■ WHAT IS ASKED
Only the lines from the one containing "Target: white marble countertop" to the end of the entries should be written out, each exactly as it stands, both ends included.

===== MATERIAL

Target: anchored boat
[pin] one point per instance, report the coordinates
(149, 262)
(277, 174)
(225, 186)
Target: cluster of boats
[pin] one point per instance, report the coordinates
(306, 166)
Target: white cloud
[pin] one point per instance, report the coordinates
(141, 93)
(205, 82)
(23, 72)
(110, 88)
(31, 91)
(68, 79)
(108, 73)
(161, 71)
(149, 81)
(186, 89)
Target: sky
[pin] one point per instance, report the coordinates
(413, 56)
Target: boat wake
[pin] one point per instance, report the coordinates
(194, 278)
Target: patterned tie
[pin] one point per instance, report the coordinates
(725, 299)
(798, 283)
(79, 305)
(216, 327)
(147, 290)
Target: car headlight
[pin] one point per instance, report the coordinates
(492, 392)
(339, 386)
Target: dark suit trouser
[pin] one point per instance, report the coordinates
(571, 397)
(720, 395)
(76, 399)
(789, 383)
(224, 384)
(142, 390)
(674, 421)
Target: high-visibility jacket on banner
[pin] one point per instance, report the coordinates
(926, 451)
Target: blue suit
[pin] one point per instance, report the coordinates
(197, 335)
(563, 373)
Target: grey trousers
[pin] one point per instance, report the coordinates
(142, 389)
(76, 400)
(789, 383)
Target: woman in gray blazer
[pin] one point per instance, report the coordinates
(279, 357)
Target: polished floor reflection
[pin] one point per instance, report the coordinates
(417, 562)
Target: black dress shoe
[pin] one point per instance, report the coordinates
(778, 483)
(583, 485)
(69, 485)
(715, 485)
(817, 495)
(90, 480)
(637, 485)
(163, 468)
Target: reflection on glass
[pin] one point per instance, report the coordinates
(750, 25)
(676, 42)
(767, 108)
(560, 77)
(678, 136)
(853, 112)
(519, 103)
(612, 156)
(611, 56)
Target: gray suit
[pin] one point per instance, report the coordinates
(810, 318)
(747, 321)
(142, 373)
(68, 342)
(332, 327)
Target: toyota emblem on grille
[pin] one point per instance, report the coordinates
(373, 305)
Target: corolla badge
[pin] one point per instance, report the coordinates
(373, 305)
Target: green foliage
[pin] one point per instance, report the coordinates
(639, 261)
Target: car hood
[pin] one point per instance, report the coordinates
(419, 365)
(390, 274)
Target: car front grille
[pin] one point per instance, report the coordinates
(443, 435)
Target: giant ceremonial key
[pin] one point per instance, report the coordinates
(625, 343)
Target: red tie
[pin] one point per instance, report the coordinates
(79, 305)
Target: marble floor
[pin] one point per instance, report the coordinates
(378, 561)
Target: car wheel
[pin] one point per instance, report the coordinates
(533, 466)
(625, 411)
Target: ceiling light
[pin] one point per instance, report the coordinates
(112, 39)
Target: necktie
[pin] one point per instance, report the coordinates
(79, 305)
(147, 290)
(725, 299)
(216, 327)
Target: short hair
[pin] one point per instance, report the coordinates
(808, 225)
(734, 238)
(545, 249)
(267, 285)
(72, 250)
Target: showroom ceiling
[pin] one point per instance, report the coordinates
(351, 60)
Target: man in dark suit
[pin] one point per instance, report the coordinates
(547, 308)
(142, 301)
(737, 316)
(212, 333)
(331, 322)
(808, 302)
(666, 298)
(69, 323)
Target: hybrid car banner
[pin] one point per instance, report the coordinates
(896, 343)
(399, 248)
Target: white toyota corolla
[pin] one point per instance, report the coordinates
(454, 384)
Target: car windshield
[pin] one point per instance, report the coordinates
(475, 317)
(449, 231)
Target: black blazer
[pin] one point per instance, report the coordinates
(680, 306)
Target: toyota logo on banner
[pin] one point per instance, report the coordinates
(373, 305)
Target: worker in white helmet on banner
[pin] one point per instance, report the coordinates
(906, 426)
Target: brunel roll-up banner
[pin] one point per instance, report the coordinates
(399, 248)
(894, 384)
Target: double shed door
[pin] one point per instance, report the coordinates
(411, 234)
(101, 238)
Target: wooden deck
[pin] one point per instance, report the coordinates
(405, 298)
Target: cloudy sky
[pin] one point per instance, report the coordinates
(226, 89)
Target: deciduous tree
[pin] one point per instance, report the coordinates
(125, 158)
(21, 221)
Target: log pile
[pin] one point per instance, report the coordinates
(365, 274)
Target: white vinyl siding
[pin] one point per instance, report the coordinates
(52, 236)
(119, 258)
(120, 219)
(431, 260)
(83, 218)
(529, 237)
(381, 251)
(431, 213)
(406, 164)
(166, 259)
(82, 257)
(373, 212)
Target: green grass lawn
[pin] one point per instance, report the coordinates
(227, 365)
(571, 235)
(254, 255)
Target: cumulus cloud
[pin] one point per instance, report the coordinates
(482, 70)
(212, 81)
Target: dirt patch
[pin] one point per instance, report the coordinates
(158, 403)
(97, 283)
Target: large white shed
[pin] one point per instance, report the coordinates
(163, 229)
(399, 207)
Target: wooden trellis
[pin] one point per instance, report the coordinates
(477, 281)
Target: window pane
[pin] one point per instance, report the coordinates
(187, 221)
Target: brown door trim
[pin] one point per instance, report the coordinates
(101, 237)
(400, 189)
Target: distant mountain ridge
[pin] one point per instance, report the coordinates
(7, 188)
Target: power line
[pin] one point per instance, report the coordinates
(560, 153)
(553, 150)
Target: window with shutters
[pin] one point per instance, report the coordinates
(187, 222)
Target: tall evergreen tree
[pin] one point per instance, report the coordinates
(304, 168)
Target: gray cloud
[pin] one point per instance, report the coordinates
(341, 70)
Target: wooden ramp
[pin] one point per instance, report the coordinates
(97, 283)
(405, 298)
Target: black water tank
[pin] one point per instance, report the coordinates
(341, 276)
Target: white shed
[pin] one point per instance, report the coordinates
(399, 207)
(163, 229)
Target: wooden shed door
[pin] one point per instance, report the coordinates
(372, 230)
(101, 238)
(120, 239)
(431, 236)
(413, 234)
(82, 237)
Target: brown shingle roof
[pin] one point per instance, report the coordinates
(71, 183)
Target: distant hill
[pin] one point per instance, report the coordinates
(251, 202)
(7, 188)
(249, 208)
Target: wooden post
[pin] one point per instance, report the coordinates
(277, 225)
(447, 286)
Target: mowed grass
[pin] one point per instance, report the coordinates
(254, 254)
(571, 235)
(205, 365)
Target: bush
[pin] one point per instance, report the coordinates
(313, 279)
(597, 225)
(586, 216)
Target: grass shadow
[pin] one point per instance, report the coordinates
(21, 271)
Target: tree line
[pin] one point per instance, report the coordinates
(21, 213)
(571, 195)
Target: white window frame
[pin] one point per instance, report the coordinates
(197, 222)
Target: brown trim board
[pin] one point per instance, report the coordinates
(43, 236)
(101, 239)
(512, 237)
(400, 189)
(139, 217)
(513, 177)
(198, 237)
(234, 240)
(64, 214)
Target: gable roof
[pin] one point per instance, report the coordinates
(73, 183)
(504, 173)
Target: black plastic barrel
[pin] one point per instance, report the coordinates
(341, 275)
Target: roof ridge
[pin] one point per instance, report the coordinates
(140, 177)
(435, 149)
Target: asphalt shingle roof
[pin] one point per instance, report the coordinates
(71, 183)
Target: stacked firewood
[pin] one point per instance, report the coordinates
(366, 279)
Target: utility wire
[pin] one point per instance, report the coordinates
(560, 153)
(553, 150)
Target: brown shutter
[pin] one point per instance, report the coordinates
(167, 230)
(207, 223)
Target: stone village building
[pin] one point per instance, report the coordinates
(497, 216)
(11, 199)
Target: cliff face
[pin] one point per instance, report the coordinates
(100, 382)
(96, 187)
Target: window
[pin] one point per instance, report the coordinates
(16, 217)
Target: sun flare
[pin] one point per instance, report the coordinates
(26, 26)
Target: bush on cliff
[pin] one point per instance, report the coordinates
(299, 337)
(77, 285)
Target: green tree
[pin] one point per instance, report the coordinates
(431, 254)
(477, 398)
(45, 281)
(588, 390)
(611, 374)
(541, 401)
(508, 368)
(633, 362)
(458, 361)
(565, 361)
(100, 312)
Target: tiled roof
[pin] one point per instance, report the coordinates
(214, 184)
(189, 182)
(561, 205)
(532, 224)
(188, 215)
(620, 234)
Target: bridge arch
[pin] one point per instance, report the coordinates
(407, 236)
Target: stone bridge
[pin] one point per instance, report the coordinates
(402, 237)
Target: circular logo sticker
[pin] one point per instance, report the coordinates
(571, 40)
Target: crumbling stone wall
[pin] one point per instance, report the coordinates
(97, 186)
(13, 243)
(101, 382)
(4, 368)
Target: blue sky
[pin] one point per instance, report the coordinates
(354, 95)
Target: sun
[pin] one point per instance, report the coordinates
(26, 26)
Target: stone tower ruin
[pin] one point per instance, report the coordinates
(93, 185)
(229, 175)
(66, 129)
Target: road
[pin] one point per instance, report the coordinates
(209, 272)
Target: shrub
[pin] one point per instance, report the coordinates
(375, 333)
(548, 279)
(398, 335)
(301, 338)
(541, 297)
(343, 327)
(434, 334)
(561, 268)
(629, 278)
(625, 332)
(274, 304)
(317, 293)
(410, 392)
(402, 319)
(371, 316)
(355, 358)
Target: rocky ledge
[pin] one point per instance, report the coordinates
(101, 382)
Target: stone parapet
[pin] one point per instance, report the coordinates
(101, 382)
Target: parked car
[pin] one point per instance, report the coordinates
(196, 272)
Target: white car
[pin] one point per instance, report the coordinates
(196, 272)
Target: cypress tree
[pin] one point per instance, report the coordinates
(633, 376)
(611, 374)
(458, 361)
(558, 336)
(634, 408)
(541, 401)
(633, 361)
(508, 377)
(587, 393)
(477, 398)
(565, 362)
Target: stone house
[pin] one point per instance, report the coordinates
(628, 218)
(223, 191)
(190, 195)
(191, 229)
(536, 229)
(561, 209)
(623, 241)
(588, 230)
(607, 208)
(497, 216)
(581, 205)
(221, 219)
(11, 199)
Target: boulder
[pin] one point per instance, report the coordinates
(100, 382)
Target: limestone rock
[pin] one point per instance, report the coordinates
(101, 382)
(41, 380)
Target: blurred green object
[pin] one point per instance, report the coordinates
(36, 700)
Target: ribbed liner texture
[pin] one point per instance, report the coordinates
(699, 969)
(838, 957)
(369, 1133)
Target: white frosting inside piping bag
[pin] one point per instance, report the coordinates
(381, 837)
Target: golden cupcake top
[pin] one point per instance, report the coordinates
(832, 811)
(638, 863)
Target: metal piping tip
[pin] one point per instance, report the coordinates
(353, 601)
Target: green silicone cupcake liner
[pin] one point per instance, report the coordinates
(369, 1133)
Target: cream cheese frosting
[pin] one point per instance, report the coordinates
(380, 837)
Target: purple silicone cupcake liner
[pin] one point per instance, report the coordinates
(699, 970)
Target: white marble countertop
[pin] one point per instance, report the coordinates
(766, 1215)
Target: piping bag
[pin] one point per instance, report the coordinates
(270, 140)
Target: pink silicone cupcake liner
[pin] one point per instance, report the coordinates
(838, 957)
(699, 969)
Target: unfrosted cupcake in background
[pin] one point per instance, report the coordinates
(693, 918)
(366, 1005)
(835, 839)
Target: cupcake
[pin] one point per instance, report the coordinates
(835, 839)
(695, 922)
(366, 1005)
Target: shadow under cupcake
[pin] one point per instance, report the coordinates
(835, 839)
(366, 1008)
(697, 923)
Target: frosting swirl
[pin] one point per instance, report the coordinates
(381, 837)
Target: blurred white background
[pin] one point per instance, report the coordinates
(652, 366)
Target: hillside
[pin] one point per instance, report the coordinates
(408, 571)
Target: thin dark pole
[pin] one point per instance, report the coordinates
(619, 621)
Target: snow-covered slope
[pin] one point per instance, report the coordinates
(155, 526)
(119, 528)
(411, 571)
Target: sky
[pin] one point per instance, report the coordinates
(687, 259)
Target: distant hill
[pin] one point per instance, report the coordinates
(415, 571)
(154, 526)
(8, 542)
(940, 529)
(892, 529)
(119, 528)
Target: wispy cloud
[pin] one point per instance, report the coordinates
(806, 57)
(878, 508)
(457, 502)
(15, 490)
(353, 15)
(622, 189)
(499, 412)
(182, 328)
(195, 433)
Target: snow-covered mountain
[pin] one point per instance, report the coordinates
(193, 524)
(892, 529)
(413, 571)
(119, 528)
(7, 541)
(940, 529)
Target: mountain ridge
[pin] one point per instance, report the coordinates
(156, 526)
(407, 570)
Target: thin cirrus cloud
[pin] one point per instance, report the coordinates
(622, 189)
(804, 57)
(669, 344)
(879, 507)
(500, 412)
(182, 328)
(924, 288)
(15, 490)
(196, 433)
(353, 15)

==========

■ FULL OUTPUT
Target: white marble countertop
[pin] one point per instance, report the coordinates
(766, 1215)
Target: piping bag
[pin] one point per instance, report the coordinates
(270, 140)
Target: pink silicone cupcake liner
[pin] one point per instance, report the coordinates
(838, 957)
(699, 969)
Target: unfrosted cupcake in background
[pin] one point per instance, report the coordinates
(693, 918)
(366, 1005)
(835, 839)
Target: cupcake
[pin] one point per instance, report the coordinates
(835, 839)
(695, 922)
(366, 1005)
Target: shadow under cupcake
[pin] one point per instance, report the coordinates
(835, 839)
(366, 1008)
(697, 923)
Target: frosting swirl
[pin] one point per instance, report the coordinates
(381, 837)
Target: blurred white background
[pin] one point per instance, report the coordinates
(652, 366)
Target: hillside
[pin] one point per instance, report the coordinates
(408, 571)
Target: thin dark pole
[pin] one point per instance, report the coordinates
(619, 621)
Target: snow-covered slope
[pin] one point per instance, report the coordinates
(155, 526)
(119, 528)
(411, 571)
Target: sky
[pin] one point per instance, report the coordinates
(687, 259)
Target: distant hill
[pin] one point per instance, report the coordinates
(415, 571)
(154, 526)
(8, 542)
(940, 529)
(892, 529)
(119, 528)
Target: wispy cloud
[pin] one point per instance, report the coordinates
(806, 57)
(878, 508)
(457, 502)
(15, 490)
(353, 15)
(622, 189)
(499, 412)
(182, 328)
(195, 433)
Target: snow-covered mountain
[pin] one point per instance, report the coordinates
(193, 524)
(892, 529)
(413, 571)
(119, 528)
(7, 541)
(940, 529)
Target: mountain ridge
[pin] one point per instance, report the coordinates
(156, 526)
(407, 570)
Target: thin cirrus cloud
[pin] one point per instance, report the coordinates
(622, 189)
(804, 57)
(669, 344)
(879, 507)
(500, 412)
(182, 328)
(924, 288)
(15, 490)
(196, 433)
(353, 15)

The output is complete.